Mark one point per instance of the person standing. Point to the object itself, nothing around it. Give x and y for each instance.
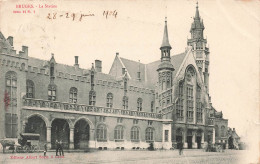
(45, 149)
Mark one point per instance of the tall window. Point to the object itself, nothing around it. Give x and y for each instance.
(149, 134)
(29, 89)
(73, 95)
(179, 110)
(222, 131)
(11, 122)
(199, 106)
(179, 104)
(216, 131)
(92, 98)
(190, 103)
(152, 106)
(139, 104)
(101, 133)
(135, 133)
(110, 100)
(52, 93)
(119, 133)
(125, 102)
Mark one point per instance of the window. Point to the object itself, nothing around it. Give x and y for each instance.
(110, 100)
(135, 121)
(119, 133)
(92, 98)
(73, 95)
(135, 133)
(166, 135)
(119, 120)
(11, 123)
(199, 112)
(125, 102)
(152, 106)
(139, 104)
(29, 89)
(101, 133)
(222, 131)
(179, 110)
(149, 134)
(52, 93)
(216, 131)
(190, 103)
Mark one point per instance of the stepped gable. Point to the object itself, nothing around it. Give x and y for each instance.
(132, 68)
(152, 76)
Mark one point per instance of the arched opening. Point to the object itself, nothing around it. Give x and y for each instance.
(198, 138)
(60, 131)
(37, 125)
(81, 134)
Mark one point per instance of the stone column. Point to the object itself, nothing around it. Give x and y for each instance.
(193, 140)
(71, 146)
(213, 136)
(48, 137)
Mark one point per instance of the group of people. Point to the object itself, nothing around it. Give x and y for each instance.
(59, 148)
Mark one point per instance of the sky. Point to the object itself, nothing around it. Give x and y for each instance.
(231, 28)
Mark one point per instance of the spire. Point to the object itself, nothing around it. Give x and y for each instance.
(165, 42)
(197, 15)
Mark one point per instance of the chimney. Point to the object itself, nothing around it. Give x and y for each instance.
(76, 62)
(10, 39)
(123, 71)
(25, 50)
(98, 65)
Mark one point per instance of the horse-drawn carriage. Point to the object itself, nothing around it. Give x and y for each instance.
(28, 142)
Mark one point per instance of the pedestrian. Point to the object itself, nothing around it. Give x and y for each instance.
(180, 148)
(45, 149)
(57, 147)
(61, 148)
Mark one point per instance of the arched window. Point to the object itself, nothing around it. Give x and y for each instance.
(149, 134)
(52, 95)
(119, 133)
(10, 100)
(216, 131)
(139, 104)
(179, 110)
(101, 133)
(222, 131)
(73, 95)
(110, 100)
(29, 89)
(125, 102)
(135, 133)
(152, 106)
(92, 98)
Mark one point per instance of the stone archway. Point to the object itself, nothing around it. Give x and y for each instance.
(81, 134)
(60, 131)
(35, 124)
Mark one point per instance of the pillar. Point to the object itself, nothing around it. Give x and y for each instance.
(213, 136)
(48, 137)
(193, 140)
(71, 146)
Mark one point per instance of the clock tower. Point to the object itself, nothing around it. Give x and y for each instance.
(199, 47)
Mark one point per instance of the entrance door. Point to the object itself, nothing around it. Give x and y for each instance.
(189, 141)
(178, 139)
(199, 142)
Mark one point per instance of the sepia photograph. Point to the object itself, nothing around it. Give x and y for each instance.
(129, 81)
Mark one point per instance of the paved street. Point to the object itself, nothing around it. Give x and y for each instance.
(131, 157)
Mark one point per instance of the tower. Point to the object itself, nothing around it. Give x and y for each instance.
(199, 47)
(165, 69)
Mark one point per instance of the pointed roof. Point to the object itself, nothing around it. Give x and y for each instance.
(197, 15)
(165, 42)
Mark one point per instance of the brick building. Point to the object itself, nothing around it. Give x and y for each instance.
(164, 102)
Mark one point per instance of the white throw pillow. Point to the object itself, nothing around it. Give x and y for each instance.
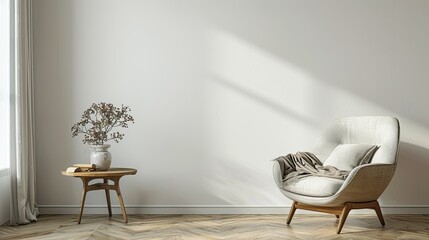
(348, 156)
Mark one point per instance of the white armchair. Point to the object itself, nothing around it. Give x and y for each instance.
(364, 184)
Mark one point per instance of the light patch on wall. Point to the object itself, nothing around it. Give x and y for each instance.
(249, 86)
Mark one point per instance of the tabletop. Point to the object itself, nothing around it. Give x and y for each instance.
(109, 173)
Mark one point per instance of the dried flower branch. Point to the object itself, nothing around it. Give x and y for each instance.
(98, 120)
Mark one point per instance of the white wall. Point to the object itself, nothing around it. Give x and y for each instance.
(219, 88)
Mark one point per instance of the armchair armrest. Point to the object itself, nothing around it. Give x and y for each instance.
(366, 182)
(277, 173)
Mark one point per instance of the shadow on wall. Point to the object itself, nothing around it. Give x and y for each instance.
(413, 163)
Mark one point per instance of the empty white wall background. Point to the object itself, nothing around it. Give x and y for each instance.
(219, 88)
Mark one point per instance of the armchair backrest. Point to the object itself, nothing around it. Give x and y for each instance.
(375, 130)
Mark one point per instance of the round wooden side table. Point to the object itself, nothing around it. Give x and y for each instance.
(113, 174)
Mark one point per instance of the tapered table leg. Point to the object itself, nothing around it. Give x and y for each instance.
(109, 206)
(121, 201)
(82, 201)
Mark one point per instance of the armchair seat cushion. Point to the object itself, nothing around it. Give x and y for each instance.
(314, 186)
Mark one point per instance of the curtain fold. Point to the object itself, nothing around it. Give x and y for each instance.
(23, 179)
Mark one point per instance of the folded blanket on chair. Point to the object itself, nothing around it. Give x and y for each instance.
(303, 164)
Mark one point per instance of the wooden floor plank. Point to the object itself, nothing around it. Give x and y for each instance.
(219, 227)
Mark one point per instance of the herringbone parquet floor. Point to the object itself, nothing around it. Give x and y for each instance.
(219, 227)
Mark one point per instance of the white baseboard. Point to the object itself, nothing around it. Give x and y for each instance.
(214, 209)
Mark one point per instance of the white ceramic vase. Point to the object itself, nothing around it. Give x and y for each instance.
(101, 157)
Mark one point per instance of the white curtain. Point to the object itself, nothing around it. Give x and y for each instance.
(23, 204)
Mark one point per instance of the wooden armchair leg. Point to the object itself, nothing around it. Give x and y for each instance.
(344, 214)
(379, 214)
(291, 213)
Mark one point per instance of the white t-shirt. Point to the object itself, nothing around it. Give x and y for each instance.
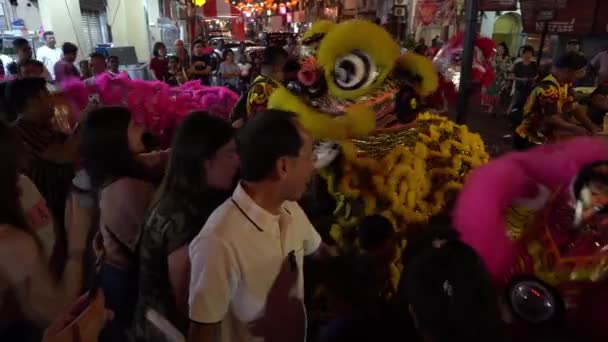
(49, 57)
(236, 258)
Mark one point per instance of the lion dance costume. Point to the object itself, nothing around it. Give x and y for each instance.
(153, 103)
(532, 216)
(356, 88)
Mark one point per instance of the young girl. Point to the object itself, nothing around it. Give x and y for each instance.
(450, 294)
(230, 71)
(159, 65)
(176, 75)
(30, 297)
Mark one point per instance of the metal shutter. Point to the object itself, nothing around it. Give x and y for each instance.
(91, 26)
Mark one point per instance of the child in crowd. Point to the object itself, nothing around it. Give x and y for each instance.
(378, 240)
(450, 293)
(176, 74)
(353, 300)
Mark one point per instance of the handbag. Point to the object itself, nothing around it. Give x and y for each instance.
(81, 322)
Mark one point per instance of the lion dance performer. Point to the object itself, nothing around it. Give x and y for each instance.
(539, 220)
(358, 91)
(448, 60)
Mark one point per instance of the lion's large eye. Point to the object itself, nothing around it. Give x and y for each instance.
(355, 70)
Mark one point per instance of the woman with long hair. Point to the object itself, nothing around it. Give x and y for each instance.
(450, 293)
(159, 64)
(497, 93)
(30, 297)
(200, 176)
(229, 71)
(112, 143)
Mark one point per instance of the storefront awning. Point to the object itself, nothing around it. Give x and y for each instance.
(219, 9)
(497, 5)
(571, 16)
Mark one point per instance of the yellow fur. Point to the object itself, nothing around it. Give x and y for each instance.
(357, 121)
(321, 26)
(419, 65)
(357, 35)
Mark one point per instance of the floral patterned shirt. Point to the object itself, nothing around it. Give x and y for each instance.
(171, 224)
(549, 98)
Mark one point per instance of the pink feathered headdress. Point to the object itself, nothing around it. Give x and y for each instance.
(479, 214)
(154, 103)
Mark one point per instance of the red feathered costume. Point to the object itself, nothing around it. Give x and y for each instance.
(447, 61)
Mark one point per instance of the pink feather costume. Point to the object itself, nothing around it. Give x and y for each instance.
(544, 243)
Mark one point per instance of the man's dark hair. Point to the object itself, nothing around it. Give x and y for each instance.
(374, 231)
(274, 55)
(30, 62)
(68, 47)
(571, 61)
(97, 55)
(292, 65)
(20, 43)
(269, 136)
(156, 48)
(527, 48)
(574, 41)
(19, 92)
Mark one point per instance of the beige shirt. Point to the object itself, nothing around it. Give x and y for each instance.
(236, 258)
(37, 214)
(123, 206)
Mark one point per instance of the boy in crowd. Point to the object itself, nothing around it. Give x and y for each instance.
(549, 106)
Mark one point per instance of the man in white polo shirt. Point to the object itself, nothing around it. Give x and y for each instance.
(247, 241)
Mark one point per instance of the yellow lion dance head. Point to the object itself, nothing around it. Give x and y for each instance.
(356, 87)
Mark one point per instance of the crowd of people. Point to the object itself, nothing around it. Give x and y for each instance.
(542, 99)
(208, 234)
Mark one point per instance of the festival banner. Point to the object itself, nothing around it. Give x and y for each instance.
(571, 17)
(600, 26)
(435, 12)
(497, 5)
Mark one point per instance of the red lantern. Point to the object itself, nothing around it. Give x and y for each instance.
(427, 10)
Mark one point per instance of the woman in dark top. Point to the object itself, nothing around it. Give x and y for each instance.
(199, 178)
(123, 178)
(159, 64)
(50, 154)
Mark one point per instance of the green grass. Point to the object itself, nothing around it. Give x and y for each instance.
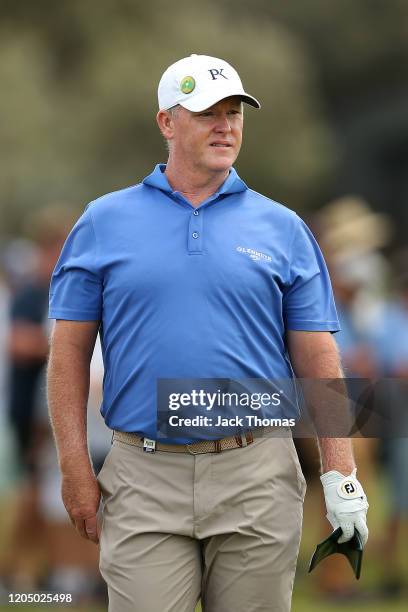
(306, 596)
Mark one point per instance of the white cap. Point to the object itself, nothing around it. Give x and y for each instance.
(199, 81)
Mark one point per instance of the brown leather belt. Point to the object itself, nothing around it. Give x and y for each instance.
(196, 448)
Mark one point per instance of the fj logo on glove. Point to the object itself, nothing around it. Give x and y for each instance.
(348, 488)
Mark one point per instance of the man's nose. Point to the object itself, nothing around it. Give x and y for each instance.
(223, 124)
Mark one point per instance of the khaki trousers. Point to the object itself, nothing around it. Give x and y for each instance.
(224, 527)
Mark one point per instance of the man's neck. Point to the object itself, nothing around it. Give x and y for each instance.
(196, 187)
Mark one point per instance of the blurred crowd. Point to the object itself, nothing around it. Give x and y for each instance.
(38, 547)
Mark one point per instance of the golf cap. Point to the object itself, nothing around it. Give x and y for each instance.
(199, 81)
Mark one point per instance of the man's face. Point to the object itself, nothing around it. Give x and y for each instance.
(210, 140)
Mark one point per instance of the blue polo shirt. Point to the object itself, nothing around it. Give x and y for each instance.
(184, 292)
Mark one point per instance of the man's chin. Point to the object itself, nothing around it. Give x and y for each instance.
(222, 164)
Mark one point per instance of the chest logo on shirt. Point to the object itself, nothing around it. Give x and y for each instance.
(253, 254)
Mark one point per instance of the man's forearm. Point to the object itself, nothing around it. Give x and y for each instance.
(68, 388)
(316, 361)
(336, 454)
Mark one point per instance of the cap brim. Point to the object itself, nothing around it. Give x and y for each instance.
(202, 102)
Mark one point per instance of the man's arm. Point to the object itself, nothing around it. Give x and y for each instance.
(314, 355)
(72, 344)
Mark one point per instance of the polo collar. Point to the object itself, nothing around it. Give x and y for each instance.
(158, 179)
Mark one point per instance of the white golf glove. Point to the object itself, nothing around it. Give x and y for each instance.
(346, 504)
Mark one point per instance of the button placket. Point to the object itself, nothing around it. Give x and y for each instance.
(195, 232)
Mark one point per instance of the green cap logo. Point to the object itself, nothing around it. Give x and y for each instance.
(187, 84)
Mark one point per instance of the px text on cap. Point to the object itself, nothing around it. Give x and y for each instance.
(199, 81)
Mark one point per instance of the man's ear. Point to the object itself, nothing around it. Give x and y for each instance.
(165, 121)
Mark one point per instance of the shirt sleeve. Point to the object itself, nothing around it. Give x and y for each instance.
(77, 283)
(308, 302)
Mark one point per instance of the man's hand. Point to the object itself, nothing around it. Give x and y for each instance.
(81, 496)
(346, 504)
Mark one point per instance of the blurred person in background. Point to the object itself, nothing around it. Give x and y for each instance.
(390, 339)
(27, 352)
(351, 235)
(40, 549)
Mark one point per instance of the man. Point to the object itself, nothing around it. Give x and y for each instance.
(190, 274)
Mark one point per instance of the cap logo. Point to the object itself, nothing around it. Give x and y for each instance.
(187, 85)
(215, 73)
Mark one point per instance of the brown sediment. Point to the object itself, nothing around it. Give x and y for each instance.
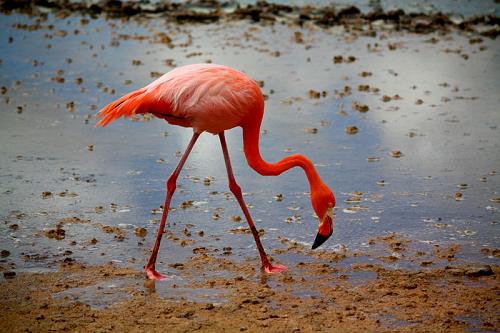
(261, 11)
(313, 296)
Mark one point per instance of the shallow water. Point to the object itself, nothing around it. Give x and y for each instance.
(452, 138)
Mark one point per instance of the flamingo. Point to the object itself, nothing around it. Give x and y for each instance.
(214, 98)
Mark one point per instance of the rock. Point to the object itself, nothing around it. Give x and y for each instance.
(475, 271)
(9, 274)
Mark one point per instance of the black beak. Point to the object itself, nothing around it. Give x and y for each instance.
(320, 239)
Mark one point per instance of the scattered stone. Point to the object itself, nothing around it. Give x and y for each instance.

========================

The request: Can you render the items as a numbered list, starting at the line that contains "Mark one point per instance of the man." and ending at the final item, with blank lines dropped and the pictures left out?

Solution to this exercise:
1. Mark one point per instance of the man. Point to the object itself, nothing around it. Give x and y for each instance.
2. (190, 274)
3. Mark one point per instance of the cap logo. Point to the object itself, nothing around it. Give x and y for each instance.
4. (187, 85)
5. (215, 73)
6. Mark one point per instance of the brown sediment. Point to the object itself, nothing around it. Give x and y for each instance.
7. (261, 11)
8. (313, 296)
9. Mark one point per instance of the shallow water. Point to the object itself, nothing around it. Give x and y for each instance.
10. (452, 138)
11. Mark one point per instance of the flamingo. Point to the object itself, nothing around it. Give x and y for each instance.
12. (214, 98)
13. Mark one point per instance of the rock. Point to the object itself, nothing around it. Give x and y for each instance.
14. (475, 271)
15. (9, 274)
16. Mark one point per instance of the black beak. Point to the object itself, nothing around it. Give x and y for each instance.
17. (320, 239)
18. Mark one point per instance of the scattered stone. Point to the object itself, nothing around it. Give x and y for each instance.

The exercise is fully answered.